+++ Records for the task +++

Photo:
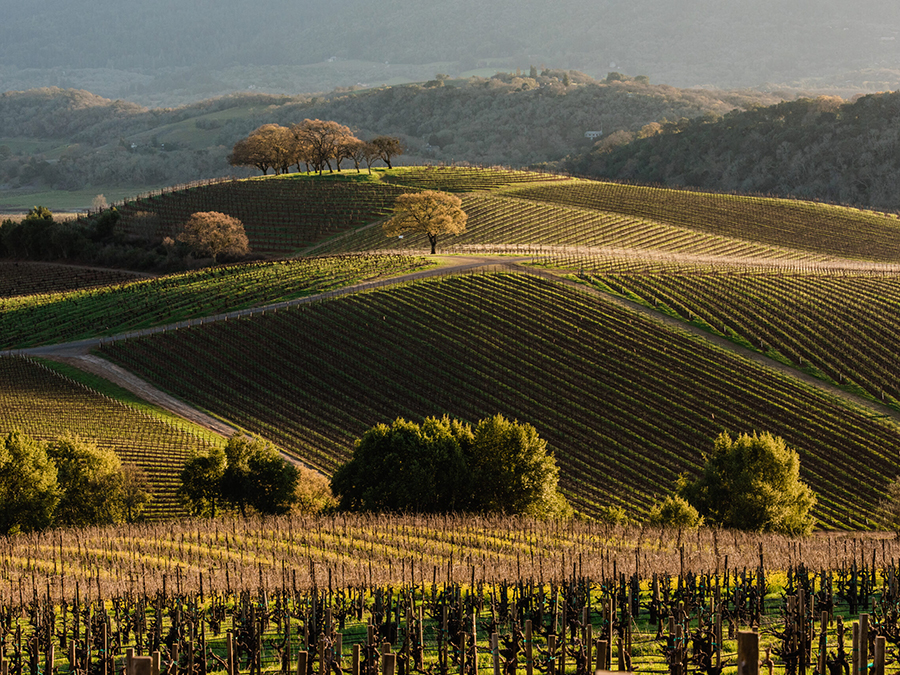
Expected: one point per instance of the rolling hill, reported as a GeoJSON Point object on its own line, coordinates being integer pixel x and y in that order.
{"type": "Point", "coordinates": [630, 325]}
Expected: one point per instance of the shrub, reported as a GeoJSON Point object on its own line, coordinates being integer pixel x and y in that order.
{"type": "Point", "coordinates": [443, 465]}
{"type": "Point", "coordinates": [674, 511]}
{"type": "Point", "coordinates": [752, 483]}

+++

◆ Exercise description
Please hand back every entry above exactly, with no images in the copy.

◆ Response below
Photo:
Expected: one point per instance of the rolling hill, reported as a GeoJSON Point object on its own line, coordinates being integer pixel x and y in that order.
{"type": "Point", "coordinates": [630, 325]}
Expected: one point per instance of the shrub, reported as a GeoJSON Point object on its own line, coordinates being integer pixel x and y in that order.
{"type": "Point", "coordinates": [443, 465]}
{"type": "Point", "coordinates": [674, 511]}
{"type": "Point", "coordinates": [752, 483]}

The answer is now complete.